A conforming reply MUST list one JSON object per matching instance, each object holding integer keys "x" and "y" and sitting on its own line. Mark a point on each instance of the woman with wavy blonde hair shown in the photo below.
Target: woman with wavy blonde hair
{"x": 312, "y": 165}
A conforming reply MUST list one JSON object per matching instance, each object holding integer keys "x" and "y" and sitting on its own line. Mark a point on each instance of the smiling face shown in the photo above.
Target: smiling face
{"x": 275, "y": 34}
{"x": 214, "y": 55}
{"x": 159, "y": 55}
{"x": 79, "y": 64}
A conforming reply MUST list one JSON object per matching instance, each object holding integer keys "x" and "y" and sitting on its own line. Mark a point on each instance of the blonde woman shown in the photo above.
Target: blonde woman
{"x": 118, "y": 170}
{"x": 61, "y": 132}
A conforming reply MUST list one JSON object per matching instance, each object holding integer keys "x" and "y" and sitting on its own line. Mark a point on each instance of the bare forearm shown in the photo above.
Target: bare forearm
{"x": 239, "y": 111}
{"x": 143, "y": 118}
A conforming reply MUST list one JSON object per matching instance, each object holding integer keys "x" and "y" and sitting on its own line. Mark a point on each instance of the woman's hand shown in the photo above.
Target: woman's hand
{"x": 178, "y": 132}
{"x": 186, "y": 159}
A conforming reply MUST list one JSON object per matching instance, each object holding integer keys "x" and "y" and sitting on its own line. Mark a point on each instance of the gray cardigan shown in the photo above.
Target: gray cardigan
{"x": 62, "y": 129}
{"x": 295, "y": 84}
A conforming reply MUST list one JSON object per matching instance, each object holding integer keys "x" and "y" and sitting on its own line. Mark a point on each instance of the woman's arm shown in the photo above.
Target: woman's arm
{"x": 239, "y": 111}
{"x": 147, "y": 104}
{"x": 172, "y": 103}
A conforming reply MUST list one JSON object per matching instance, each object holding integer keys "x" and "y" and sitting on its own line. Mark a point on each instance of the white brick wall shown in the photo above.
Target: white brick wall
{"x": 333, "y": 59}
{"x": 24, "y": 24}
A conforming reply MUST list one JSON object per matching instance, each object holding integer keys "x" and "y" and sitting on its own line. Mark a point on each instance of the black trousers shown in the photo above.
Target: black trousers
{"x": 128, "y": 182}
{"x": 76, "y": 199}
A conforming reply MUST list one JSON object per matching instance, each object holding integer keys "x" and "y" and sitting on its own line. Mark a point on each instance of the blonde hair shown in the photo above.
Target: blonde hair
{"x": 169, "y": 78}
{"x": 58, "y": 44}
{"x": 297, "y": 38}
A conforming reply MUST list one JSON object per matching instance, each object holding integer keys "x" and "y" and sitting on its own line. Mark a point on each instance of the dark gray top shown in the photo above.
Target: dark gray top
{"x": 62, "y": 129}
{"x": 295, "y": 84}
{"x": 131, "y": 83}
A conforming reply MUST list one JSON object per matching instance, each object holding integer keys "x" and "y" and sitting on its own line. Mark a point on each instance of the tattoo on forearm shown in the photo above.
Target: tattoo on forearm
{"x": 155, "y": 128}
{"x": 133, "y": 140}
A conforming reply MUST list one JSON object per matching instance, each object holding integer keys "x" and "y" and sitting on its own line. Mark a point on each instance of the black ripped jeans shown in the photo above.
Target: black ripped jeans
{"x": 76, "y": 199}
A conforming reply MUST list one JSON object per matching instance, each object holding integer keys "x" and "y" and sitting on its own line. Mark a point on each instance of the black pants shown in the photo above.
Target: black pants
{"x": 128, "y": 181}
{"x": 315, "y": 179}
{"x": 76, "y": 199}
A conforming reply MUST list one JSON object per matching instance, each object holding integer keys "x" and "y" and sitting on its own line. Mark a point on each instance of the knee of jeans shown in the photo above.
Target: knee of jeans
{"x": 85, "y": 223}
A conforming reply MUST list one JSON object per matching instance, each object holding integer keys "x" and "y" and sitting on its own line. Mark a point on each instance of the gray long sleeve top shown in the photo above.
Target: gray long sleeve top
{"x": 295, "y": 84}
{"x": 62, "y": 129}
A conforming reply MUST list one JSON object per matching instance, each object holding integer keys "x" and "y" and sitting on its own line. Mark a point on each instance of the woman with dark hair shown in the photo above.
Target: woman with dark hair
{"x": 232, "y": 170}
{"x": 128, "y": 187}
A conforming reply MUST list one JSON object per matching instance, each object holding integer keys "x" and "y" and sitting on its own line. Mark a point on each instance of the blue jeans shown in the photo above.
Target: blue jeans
:::::
When you transcribe the records above, keep every line exactly the same.

**COMPLETED TASK:**
A conforming reply MUST list one JSON object per matching instance, each object holding integer keys "x" and "y" and sitting on its own line. Mark a point on each instance of the woman with wavy blonde hair shown in the photo below.
Target: woman with wavy blonde hair
{"x": 312, "y": 165}
A conforming reply MUST list one JSON object per matching instance, each object holding integer keys "x" and "y" and sitting on its own line. Mark a point on each instance of the smiling face shown in the photo above.
Target: smiling face
{"x": 275, "y": 34}
{"x": 214, "y": 55}
{"x": 159, "y": 55}
{"x": 79, "y": 64}
A conforming reply MUST list one JSON object per matching instance, each object holding integer keys "x" and "y" and sitting on its own line. Mark a point on each instance of the blonde woman shown in the photo above.
Target: blonde woman
{"x": 118, "y": 170}
{"x": 61, "y": 132}
A conforming reply MUST list one JSON object per matching instance, each object holding integer keys "x" and "y" and sitting on its own line. Mark a point on each instance of the bare forearm shown in the photo above.
Target: bare forearm
{"x": 239, "y": 111}
{"x": 143, "y": 118}
A conforming reply MUST list one JSON object per matching instance, each object holding integer keys "x" and "y" and sitting on its own line. Mark a point on each instance of the woman's hand shown in the photo above.
Target: woman's hand
{"x": 178, "y": 132}
{"x": 186, "y": 159}
A conforming reply MUST list one JSON object per matching instance, each object holding integer keys "x" and "y" and sitting on its own line. Mark a point on each instance of the gray cardigan shown in the photo above.
Target: gray cardigan
{"x": 62, "y": 129}
{"x": 295, "y": 84}
A conforming reply MUST list one JSON object per matching instance, each object holding integer keys "x" and "y" and sitting on its own line. Mark a point on each instance of the woman's arm shown in the photo above.
Target: woman's arm
{"x": 239, "y": 111}
{"x": 147, "y": 104}
{"x": 172, "y": 103}
A conforming reply MUST list one JSON object per matching instance, each object holding integer keys "x" and "y" and sitting on its own line. Mark a point on each instance of the white brick wall shown in the photo above.
Target: white brick wall
{"x": 333, "y": 59}
{"x": 24, "y": 24}
A conforming reply MUST list one JSON object per matching instance, each object holding integer keys "x" and "y" and sitting on its own line. Mark a point on each instance of the black trousers shown in the photo above.
Target: black trousers
{"x": 128, "y": 182}
{"x": 76, "y": 199}
A conforming reply MUST list one JSON object per matching instance, each object holding integer keys "x" and "y" and sitting on its own line. Mark a point on each instance of the blonde hair shown in the photo above.
Target: blonde hair
{"x": 169, "y": 78}
{"x": 58, "y": 44}
{"x": 297, "y": 38}
A conforming reply MUST list one JSON object per matching instance, each object holding integer keys "x" and "y" and sitting on its own line. Mark a point on each instance of the dark gray top shown in the photo above.
Target: dark gray top
{"x": 62, "y": 129}
{"x": 295, "y": 84}
{"x": 131, "y": 83}
A conforming reply MUST list one JSON object per matching instance, each object holding integer keys "x" and "y" and sitting on its own line. Mark a point on each instance of the tattoo on forearm shown in the photo above.
Target: tattoo on forearm
{"x": 155, "y": 128}
{"x": 133, "y": 140}
A conforming reply MUST list one JSON object per matching instance, each object holding integer keys "x" and "y" and sitting on its own line. Mark a point on each instance of the black ripped jeans shown in the photo above.
Target: black ripped jeans
{"x": 76, "y": 199}
A conforming reply MUST list one JSON object per matching instance, each object holding integer keys "x" and "y" and sitting on its own line. Mark a point on each instance of the black pants shown in the photo above.
Target: black pants
{"x": 128, "y": 181}
{"x": 315, "y": 179}
{"x": 76, "y": 199}
A conforming reply MUST list one JSON object per matching instance, each object holding integer keys "x" and "y" and sitting on its own line. Mark a point on each instance of the knee of jeans shown in the photo above.
Target: knee of jeans
{"x": 85, "y": 223}
A conforming reply MUST list one JSON object per matching instance, each object holding integer keys "x" and "y" and sitting on its own line. Mark a point on each instance of the gray long sleeve top shown in the photo above.
Target: gray long sleeve top
{"x": 295, "y": 84}
{"x": 62, "y": 129}
A conforming reply MUST list one JSON object per matching instance, each object holding integer keys "x" and "y" and sitting on its own line. Mark a point on each instance of the woman with dark hair shown in the photo above.
Target: woman with dark hair
{"x": 232, "y": 170}
{"x": 128, "y": 187}
A conforming reply MUST list one JSON object per matching instance, each object holding integer keys "x" and "y" and sitting on its own line. Mark a point on each instance of the blue jeans shown in the photo above.
Target: blue jeans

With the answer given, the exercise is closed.